(Dataset records)
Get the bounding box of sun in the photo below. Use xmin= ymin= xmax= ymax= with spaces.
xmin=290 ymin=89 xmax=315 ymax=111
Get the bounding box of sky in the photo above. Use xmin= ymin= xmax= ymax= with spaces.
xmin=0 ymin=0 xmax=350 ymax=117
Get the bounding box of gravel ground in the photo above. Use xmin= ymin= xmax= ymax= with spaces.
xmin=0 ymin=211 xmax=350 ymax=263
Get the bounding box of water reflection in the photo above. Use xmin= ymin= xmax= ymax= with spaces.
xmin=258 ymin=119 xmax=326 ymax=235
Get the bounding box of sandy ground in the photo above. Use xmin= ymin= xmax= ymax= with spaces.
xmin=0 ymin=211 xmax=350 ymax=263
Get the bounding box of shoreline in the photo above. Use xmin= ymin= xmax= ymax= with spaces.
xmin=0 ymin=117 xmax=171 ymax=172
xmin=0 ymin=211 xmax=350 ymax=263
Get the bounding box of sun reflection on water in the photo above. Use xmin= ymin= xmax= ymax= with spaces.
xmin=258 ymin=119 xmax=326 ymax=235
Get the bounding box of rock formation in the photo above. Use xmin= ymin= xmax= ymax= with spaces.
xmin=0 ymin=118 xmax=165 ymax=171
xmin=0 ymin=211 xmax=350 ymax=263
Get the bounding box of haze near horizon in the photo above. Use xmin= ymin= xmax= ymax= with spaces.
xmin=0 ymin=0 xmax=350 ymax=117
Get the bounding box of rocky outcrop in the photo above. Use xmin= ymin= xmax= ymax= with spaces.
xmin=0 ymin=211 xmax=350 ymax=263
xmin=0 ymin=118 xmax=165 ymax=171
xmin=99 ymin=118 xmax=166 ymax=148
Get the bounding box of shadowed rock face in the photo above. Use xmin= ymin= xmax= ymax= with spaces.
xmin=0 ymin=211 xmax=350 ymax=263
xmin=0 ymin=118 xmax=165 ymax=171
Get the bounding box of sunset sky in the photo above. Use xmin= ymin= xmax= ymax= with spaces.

What the task asks: Write out again every line of the material between the line holding "Get the bounding box of sky" and the end of the material, inclusive, requests included, shifting each coordinate value in the answers up by 49.

Expected answer:
Get the bounding box of sky in the photo above. Use xmin= ymin= xmax= ymax= with spaces.
xmin=49 ymin=49 xmax=399 ymax=166
Get the bounding box of gravel ground in the photo above. Use xmin= ymin= xmax= ymax= with spaces.
xmin=49 ymin=260 xmax=399 ymax=312
Get the bounding box of water reflection in the photo above. Use xmin= ymin= xmax= ymax= with spaces.
xmin=307 ymin=168 xmax=375 ymax=284
Get the bounding box of sandy ground in the photo above. Use xmin= ymin= xmax= ymax= with spaces.
xmin=49 ymin=260 xmax=399 ymax=312
Get the bounding box of shoreline in the photo above. Use xmin= ymin= xmax= ymax= with spaces.
xmin=49 ymin=166 xmax=220 ymax=221
xmin=49 ymin=260 xmax=399 ymax=312
Get the bounding box of sun reflection on water in the photo above. Use xmin= ymin= xmax= ymax= with spaces.
xmin=307 ymin=168 xmax=375 ymax=284
Get the bounding box of rock formation in the photo above. Use xmin= ymin= xmax= ymax= with spaces.
xmin=49 ymin=167 xmax=214 ymax=220
xmin=49 ymin=260 xmax=399 ymax=312
Get the bounding box of haze near horizon in the photo above. Use xmin= ymin= xmax= ymax= with spaces.
xmin=49 ymin=49 xmax=399 ymax=166
Get the bounding box of rocky outcrop in the photo above. Use xmin= ymin= xmax= ymax= with spaces.
xmin=49 ymin=260 xmax=399 ymax=312
xmin=49 ymin=167 xmax=214 ymax=220
xmin=148 ymin=167 xmax=215 ymax=197
Get the bounding box of shadowed rock face in the photo above. Use xmin= ymin= xmax= ymax= with spaces.
xmin=49 ymin=260 xmax=399 ymax=312
xmin=49 ymin=167 xmax=214 ymax=220
Get the bounding box of sunset sky in the photo above. Use xmin= ymin= xmax= ymax= with spaces.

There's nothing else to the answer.